> Exercise objective:
Continue the essay about metaphors in the novel, starting right after its final sentence about reading.

> Source:

In the novel, Fenichka appears as a metaphor for the simple minded peasant who id dependent on her master or husband. She is the pure Russian peasant, completely subservient to Nikolai who doesn’t dare to ask for favors from Nikolai nor does she expect to be treated differently just because she had a child with her employer. She is a humble girl, happy with the place other people assign her. Fenichka remains the same from the beginning until the end of the book and she remains unaffected by the changes that take place in her life. Just like Fenichka, the simple peasants in Russia remain unaffected by the ideological and philosophical changes that took place in Russia.
In an attempt to keep up with the new generation, Nikolai reads what he thinks to be an appropriate type of literature that will help him understand better the younger generation. Arkady also believes that through reading a person can understand better the new ideas so he suggests a German book to this father, a book that he believes will help Nikolai to understand the way Bazarov thinks. Thus, reading is used as a metaphor to describe a way through which the older generation can understand the younger generation.

> Collected data:
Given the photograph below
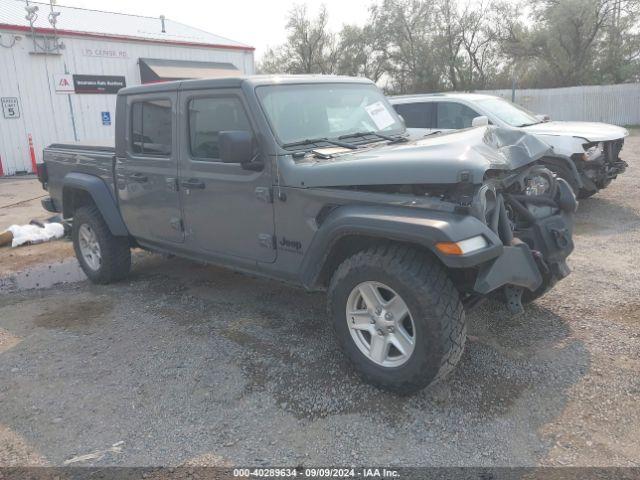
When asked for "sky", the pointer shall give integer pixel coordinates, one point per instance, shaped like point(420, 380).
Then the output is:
point(259, 23)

> Response to this task:
When Madame Odintsova is concerned, she is always presented as being preoccupied with order. For her, everything has a place in the world and a lack of order makes her feel insecure. Bazarov is a metaphor for disorder because he is a nihilist and when he enters Madame Odintsova’s life, she starts to question the way she looked at the world until then. For Madame Odintsova, order is more important than love and this is why she refuses Bazarov’s feelings. For her, accepting Bazarov in her life would signify that she abandoned the principles after she lived until that point and embraced the chaos Bazarov symbolizes.
For Bazarov and Madame Odintsova, the idea of marriage and relationship is linked with the idea of confinement. They both seem to believe that if they give in to their feelings, they will no longer be able to think as freely as before and thus they avoid getting too involved emotionally. Marriage begins to be seen in a negative light by the modern man and be a metaphor for confinement and to a certain extent, regression.